#### Exercise objective:
Rewrite the lines of the listing from the one containing "of the metal" through the end of the listing, both included, with the requests kept. Scale every coordinate in the answers by 2.15 and round it to a whole number, rounding halves up, but leave the numbers in the requests and their format samples unchanged.

#### Records for this task:
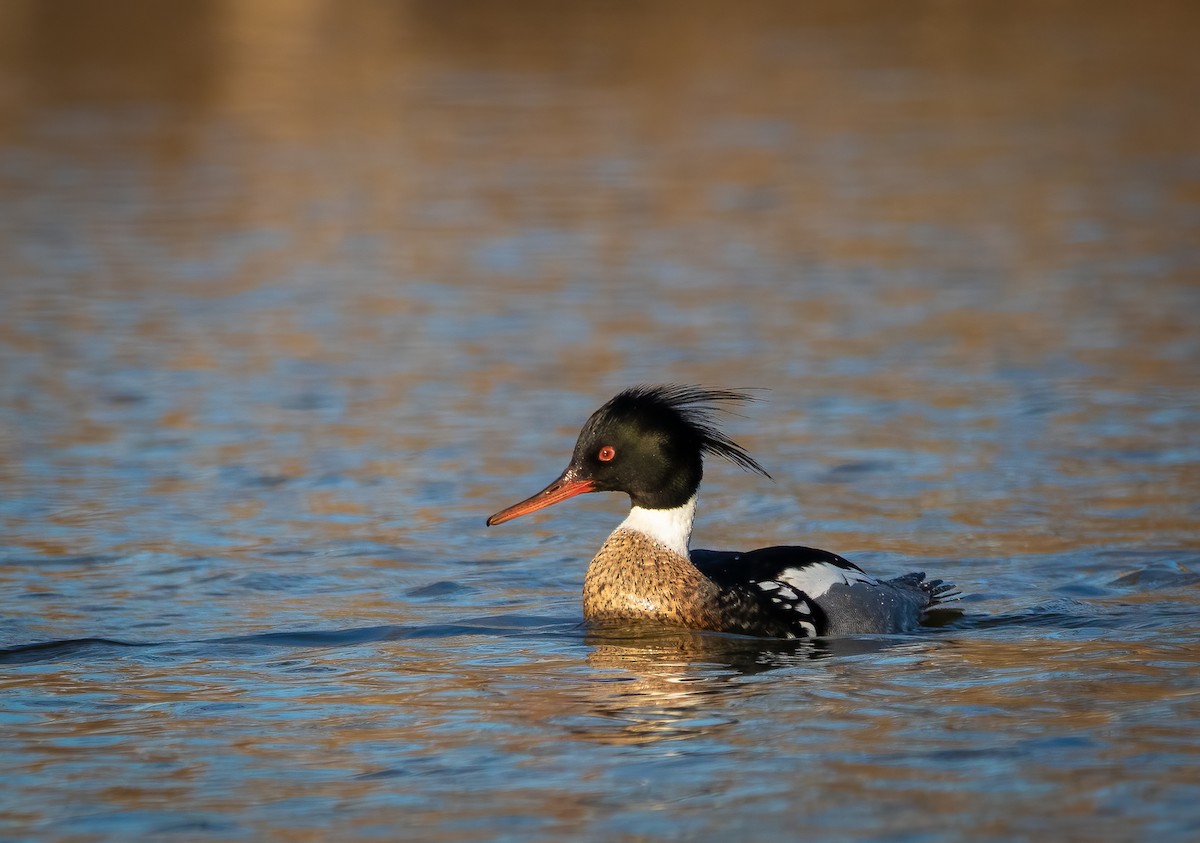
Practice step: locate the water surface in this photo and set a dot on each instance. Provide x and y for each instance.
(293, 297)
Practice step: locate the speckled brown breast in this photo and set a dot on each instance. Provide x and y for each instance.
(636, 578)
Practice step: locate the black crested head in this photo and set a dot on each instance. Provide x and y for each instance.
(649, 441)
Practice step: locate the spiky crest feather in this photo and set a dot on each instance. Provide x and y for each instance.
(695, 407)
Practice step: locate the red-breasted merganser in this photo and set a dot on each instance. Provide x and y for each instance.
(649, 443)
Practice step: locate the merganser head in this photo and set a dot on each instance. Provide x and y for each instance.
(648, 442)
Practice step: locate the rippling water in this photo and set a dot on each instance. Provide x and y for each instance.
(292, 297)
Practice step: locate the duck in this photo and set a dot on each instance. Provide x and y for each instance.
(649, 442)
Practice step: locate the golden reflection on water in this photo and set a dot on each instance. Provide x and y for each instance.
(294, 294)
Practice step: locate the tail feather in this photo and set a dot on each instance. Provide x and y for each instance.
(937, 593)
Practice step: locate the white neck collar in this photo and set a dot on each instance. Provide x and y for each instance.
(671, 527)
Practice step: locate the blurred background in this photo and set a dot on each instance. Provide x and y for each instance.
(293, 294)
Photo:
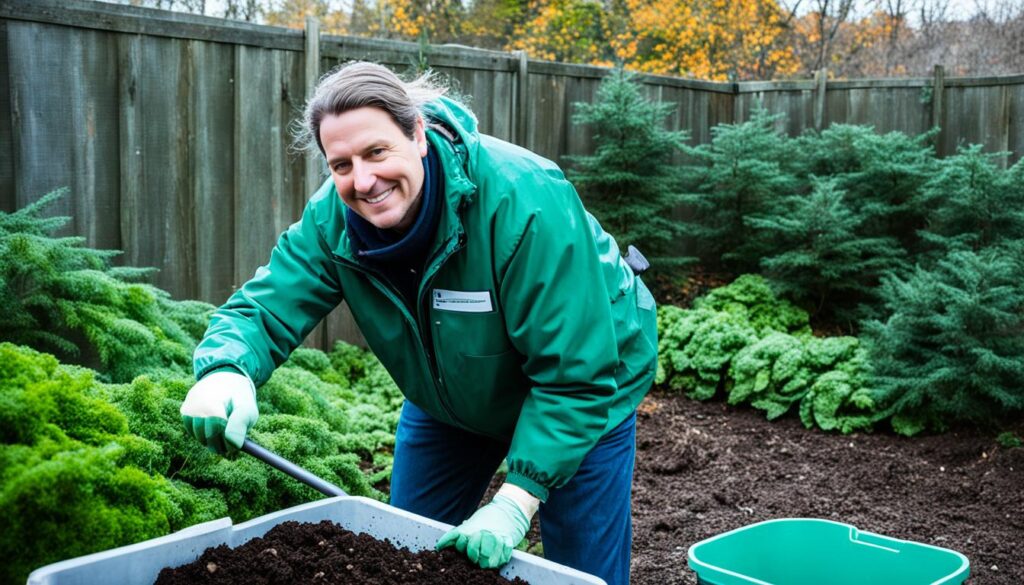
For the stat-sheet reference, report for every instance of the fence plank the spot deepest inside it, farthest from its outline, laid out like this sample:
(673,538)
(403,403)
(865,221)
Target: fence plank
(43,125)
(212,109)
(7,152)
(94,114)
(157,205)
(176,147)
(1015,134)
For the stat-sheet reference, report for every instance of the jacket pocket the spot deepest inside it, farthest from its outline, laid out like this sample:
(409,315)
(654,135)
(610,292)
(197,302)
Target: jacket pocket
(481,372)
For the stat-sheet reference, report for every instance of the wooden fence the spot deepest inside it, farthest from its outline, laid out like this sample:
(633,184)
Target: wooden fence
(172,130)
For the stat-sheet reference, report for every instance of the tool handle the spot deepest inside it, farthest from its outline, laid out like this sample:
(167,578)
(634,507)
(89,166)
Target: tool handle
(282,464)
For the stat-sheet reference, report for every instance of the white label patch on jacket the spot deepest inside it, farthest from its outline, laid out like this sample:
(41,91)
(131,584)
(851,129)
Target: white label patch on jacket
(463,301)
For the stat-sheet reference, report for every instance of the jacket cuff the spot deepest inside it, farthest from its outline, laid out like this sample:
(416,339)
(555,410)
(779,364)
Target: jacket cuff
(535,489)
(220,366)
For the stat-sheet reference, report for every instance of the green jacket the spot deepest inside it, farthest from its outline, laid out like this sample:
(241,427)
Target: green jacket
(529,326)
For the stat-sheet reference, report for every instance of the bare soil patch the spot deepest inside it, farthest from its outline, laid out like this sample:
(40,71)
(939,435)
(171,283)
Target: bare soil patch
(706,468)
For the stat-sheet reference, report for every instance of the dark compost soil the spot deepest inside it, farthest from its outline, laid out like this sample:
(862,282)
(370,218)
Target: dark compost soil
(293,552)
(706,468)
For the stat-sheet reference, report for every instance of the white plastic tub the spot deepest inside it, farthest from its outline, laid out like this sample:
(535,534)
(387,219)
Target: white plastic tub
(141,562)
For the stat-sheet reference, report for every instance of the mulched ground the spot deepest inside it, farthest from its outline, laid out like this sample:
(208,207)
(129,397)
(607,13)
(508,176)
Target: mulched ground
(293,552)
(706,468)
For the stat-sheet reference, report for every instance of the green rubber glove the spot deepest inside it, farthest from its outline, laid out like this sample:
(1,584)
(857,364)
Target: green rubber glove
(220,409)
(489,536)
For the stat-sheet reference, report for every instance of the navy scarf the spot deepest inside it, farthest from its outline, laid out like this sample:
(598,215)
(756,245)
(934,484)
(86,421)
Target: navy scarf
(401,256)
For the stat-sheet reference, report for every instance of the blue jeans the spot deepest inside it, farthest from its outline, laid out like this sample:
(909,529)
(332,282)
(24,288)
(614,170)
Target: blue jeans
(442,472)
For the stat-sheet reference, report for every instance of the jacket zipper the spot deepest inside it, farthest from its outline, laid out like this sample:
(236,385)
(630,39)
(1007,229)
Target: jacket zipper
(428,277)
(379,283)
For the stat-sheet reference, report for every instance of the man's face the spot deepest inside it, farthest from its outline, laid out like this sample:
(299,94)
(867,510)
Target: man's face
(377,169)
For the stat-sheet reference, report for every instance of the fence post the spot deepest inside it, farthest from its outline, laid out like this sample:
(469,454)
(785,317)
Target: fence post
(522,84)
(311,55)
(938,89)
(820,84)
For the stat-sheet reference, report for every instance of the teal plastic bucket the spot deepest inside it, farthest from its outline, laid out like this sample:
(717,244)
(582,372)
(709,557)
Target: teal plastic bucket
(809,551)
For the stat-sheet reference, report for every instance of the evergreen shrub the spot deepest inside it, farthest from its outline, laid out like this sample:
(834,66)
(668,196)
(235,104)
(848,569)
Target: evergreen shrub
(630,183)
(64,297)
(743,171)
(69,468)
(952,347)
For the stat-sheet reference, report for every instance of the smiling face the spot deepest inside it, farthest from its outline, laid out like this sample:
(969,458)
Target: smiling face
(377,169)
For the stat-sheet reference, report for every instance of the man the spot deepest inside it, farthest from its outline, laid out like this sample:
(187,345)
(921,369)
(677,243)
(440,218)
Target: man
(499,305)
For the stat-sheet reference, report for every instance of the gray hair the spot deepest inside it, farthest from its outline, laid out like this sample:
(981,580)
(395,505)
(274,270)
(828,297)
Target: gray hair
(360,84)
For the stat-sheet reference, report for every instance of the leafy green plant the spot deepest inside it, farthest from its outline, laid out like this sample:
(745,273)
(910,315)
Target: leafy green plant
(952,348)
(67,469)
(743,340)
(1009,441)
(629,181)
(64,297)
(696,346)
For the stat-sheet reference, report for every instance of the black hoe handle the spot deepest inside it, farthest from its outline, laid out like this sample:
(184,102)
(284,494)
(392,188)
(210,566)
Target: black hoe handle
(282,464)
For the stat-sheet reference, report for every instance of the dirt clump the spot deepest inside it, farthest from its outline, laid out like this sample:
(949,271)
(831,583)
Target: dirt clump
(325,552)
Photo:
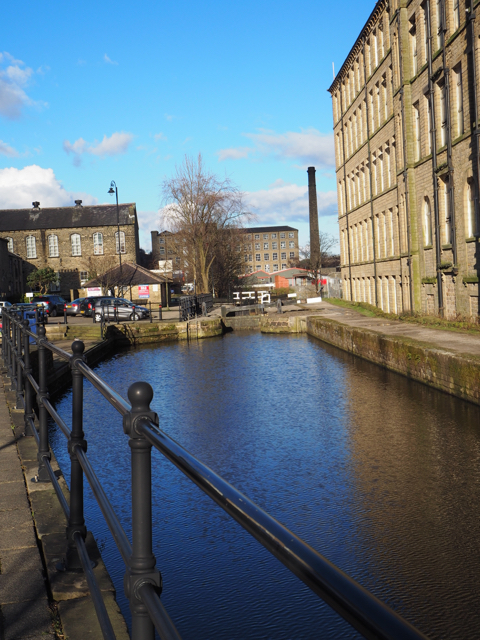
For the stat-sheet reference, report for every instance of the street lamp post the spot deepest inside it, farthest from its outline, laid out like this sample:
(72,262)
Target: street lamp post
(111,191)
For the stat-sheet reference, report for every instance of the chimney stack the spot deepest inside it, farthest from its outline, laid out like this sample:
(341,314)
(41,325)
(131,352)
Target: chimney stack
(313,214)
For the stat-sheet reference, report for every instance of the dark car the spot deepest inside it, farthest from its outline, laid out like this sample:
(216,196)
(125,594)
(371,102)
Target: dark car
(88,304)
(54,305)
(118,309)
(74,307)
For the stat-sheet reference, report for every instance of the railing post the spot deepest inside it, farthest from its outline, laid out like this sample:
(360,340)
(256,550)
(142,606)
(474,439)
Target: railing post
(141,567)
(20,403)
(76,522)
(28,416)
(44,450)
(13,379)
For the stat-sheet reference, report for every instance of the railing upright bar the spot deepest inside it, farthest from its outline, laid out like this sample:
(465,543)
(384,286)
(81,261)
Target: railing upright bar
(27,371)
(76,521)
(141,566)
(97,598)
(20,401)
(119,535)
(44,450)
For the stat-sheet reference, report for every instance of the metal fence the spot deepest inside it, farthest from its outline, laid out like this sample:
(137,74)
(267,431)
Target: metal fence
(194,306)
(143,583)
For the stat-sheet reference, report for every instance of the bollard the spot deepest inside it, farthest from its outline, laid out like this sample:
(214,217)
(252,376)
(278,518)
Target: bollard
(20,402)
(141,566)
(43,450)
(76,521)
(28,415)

#### Solution for this problem:
For the stat-sheet reference, report for every instance of the metal fence the spot deepest inside it, farthest from its outline, laid out like this sample:
(137,74)
(267,431)
Target: metal fence
(417,658)
(307,1253)
For the stat-sheet reference, report for every instance of the bollard the spot deepest inside it, farthest from its outline, laid out like this sample:
(214,217)
(252,376)
(278,518)
Target: bollard
(43,864)
(303,1217)
(92,968)
(163,1120)
(60,892)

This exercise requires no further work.